Minister of Health
- Incumbent
- Assumed office November 2022
- President: Paul Kagame
- Preceded by: Daniel Ngamije

Director General of Rwanda Biomedical Centre(RBC)

Personal details
- Citizenship: Rwanda
- Party: Rwandan Patriotic Front

= Sabin Nsanzimana =

Rwandan politician

Sabin Nsanzimana is a Rwandan epidemiologist, currently serving as the Minister of Health in the Government of Rwanda. He is a former Director General of Rwanda Biomedical Centre (RBC).

== Education ==
Nsanzimana attended Minor Seminary Virgo Fidelis and went on to study medicine at the University of Rwanda. He also holds a master's degree in Clinical Epidemiology from the same University. He completed a PhD in Epidemiology at the University of Basel, Switzerland. His Ph.D. thesis was entitled "Optimizing the Effectiveness for Individual- and Community-Level Outcomes in the Era of Pre-and on ART in Rwanda". Nsanzimana is a respected researcher among Rwandans with a high number of citations.

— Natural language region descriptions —
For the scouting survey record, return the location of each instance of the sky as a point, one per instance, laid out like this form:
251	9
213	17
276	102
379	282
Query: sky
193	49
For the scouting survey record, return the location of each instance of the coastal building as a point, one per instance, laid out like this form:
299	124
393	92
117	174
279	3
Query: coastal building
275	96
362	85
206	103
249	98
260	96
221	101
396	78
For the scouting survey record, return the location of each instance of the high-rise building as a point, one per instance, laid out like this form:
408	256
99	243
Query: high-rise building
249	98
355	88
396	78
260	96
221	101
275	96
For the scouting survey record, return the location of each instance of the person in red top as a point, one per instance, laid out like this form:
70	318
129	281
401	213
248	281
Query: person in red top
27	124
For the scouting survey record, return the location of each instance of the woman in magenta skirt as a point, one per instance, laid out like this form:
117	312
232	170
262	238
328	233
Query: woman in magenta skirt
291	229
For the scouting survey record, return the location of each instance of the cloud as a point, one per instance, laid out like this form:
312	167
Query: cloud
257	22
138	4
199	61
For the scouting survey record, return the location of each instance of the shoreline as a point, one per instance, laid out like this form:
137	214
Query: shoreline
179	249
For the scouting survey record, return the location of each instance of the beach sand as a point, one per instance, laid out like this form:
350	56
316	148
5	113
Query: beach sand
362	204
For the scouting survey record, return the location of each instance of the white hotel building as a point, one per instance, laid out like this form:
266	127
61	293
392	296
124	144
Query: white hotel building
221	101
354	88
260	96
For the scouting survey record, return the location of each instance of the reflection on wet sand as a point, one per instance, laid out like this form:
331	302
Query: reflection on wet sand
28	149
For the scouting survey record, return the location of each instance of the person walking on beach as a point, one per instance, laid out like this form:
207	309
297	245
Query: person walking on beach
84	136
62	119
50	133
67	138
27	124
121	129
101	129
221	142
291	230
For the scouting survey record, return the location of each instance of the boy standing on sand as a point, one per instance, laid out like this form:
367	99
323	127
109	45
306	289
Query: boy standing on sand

— Action item —
Reproduce verbatim the stretch of the Sabin Nsanzimana article from "Rwandan politician" through "Biomedical Centre (RBC).".

— Written solution —
Rwandan politician

Sabin Nsanzimana is a Rwandan epidemiologist, currently serving as the Minister of Health in the Government of Rwanda. He is a former Director General of Rwanda Biomedical Centre (RBC).